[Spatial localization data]
______________________________
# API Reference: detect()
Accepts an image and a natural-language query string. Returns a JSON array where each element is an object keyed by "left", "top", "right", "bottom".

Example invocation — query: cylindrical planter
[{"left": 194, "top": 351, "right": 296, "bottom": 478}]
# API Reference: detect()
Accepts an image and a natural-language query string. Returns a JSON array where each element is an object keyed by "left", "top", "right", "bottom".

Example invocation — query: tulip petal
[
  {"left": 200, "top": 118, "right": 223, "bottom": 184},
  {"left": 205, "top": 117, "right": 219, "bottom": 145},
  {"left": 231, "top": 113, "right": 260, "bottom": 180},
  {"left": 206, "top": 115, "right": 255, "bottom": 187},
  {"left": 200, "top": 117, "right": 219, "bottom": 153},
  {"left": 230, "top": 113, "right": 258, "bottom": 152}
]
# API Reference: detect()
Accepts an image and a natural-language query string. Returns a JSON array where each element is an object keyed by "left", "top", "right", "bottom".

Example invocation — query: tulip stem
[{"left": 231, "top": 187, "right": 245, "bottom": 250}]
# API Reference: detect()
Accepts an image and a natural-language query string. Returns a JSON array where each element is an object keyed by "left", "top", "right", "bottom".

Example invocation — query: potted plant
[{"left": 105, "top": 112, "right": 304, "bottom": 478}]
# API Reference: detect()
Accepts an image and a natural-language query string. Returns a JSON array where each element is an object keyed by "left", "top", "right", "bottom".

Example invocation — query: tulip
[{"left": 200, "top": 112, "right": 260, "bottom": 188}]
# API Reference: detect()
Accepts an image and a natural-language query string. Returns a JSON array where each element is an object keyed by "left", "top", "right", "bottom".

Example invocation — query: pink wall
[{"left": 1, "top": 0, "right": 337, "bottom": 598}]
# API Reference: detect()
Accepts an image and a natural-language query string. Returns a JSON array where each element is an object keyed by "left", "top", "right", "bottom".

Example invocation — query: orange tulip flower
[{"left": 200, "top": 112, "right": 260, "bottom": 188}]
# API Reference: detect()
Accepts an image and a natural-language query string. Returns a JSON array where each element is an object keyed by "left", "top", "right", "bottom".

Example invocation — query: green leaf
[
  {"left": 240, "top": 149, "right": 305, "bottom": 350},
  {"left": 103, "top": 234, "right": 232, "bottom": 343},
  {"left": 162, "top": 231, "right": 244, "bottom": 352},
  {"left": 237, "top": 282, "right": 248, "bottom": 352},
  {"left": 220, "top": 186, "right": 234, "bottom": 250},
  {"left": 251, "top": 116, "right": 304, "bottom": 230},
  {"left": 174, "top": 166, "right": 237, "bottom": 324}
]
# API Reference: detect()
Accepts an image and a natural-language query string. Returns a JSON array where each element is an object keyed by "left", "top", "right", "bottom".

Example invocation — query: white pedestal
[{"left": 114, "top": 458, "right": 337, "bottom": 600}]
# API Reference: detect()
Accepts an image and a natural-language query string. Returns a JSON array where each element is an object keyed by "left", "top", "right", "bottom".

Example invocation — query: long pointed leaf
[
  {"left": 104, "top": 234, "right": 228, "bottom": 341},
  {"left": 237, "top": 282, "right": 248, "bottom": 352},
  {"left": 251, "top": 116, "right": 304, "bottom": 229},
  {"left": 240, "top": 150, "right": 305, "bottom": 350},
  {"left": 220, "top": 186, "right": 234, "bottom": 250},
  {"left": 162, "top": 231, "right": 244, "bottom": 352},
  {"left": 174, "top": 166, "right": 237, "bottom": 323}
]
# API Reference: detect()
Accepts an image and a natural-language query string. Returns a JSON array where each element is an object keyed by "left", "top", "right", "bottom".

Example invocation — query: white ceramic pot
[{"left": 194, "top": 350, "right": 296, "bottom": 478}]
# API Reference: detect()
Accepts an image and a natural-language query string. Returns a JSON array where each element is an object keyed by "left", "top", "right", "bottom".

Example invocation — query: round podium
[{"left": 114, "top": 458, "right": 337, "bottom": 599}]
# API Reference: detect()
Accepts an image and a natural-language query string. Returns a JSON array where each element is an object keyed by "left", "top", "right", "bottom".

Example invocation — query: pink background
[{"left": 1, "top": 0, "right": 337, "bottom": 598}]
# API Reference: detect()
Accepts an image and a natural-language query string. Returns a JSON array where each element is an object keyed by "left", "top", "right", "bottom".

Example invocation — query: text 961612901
______________________________
PROMPT:
Nothing is to be left out: set down all the records again exactly.

EXERCISE ANSWER:
# API Reference: detect()
Accepts an image and a natural-language query string. Returns a JSON array where each element is an object keyed by "left", "top", "right", "bottom".

Example invocation — query: cylindrical planter
[{"left": 194, "top": 351, "right": 296, "bottom": 478}]
# API Reference: detect()
Accepts an image and a natural-language query string. Returns a JSON array where each element is an object keyed by "left", "top", "right", "bottom".

Example invocation — query: tulip petal
[
  {"left": 200, "top": 118, "right": 223, "bottom": 184},
  {"left": 205, "top": 117, "right": 219, "bottom": 145},
  {"left": 231, "top": 113, "right": 260, "bottom": 180},
  {"left": 206, "top": 115, "right": 255, "bottom": 187},
  {"left": 200, "top": 117, "right": 219, "bottom": 153},
  {"left": 230, "top": 113, "right": 258, "bottom": 152}
]
# API Reference: detect()
Accepts an image and a natural-language query string. Returns a JSON array where each element is an object keyed by "left", "top", "right", "bottom".

Example invocation — query: tulip stem
[{"left": 231, "top": 187, "right": 245, "bottom": 250}]
# API Reference: detect()
Accepts an image and a natural-language query string. Returns a JSON array where each element is an object keyed by "left", "top", "right", "bottom".

Example invocation — query: potted plant
[{"left": 105, "top": 112, "right": 304, "bottom": 478}]
# API Reference: detect()
Accepts an image and a natural-language query string. Returns a JSON array where each element is an object keyed by "left", "top", "right", "bottom".

Example invocation — query: tulip
[{"left": 200, "top": 112, "right": 260, "bottom": 188}]
# API Reference: detect()
Accepts an image and a natural-language query string. Returns a JSON array where each element is an object keyed by "left", "top", "right", "bottom".

Example invocation — query: pink wall
[{"left": 1, "top": 0, "right": 337, "bottom": 598}]
# API Reference: detect()
Accepts an image and a natural-language query string. Returns a JSON array where each element is an object keyed by "left", "top", "right", "bottom".

Example invocation — query: orange tulip flower
[{"left": 200, "top": 112, "right": 260, "bottom": 188}]
# API Reference: detect()
Accepts an image and a natural-language query string. Returns a JSON array where each element is an object keyed by "left", "top", "right", "bottom".

Example invocation — query: green leaf
[
  {"left": 240, "top": 149, "right": 305, "bottom": 350},
  {"left": 103, "top": 234, "right": 232, "bottom": 343},
  {"left": 162, "top": 231, "right": 244, "bottom": 352},
  {"left": 237, "top": 282, "right": 248, "bottom": 352},
  {"left": 220, "top": 186, "right": 234, "bottom": 250},
  {"left": 251, "top": 116, "right": 304, "bottom": 230},
  {"left": 174, "top": 166, "right": 237, "bottom": 324}
]
# API Reference: detect()
Accepts an image and a natural-language query string. Returns a JSON array where each element is an object keyed by "left", "top", "right", "bottom".

Example invocation — query: white pedestal
[{"left": 114, "top": 458, "right": 337, "bottom": 600}]
# API Reference: detect()
Accepts an image and a natural-language query string. Returns a JSON array where each element is an object keyed by "left", "top", "right", "bottom".

Example invocation — query: long pointed leaf
[
  {"left": 104, "top": 234, "right": 228, "bottom": 341},
  {"left": 237, "top": 282, "right": 248, "bottom": 352},
  {"left": 251, "top": 116, "right": 304, "bottom": 229},
  {"left": 240, "top": 150, "right": 305, "bottom": 350},
  {"left": 220, "top": 186, "right": 234, "bottom": 250},
  {"left": 162, "top": 231, "right": 244, "bottom": 352},
  {"left": 174, "top": 166, "right": 237, "bottom": 323}
]
# API Reference: detect()
Accepts an image and a natural-language query string. Returns a JSON array where each element is an object keyed by "left", "top", "right", "bottom".

Example invocation — query: white ceramic pot
[{"left": 194, "top": 350, "right": 296, "bottom": 478}]
# API Reference: detect()
Accepts an image and a natural-language query string. Returns a JSON array where each element is an object keyed by "left", "top", "right", "bottom".

Example invocation — query: round podium
[{"left": 114, "top": 458, "right": 337, "bottom": 599}]
# API Reference: detect()
Accepts an image and a natural-language query string. Returns a JSON array where each element is an object keyed by "left", "top", "right", "bottom".

Example invocation — query: pink background
[{"left": 1, "top": 0, "right": 337, "bottom": 598}]
# API Reference: detect()
Accepts an image and a natural-language query string. Returns a JSON array where each element is an object keyed by "left", "top", "right", "bottom".

Example invocation — query: text 961612901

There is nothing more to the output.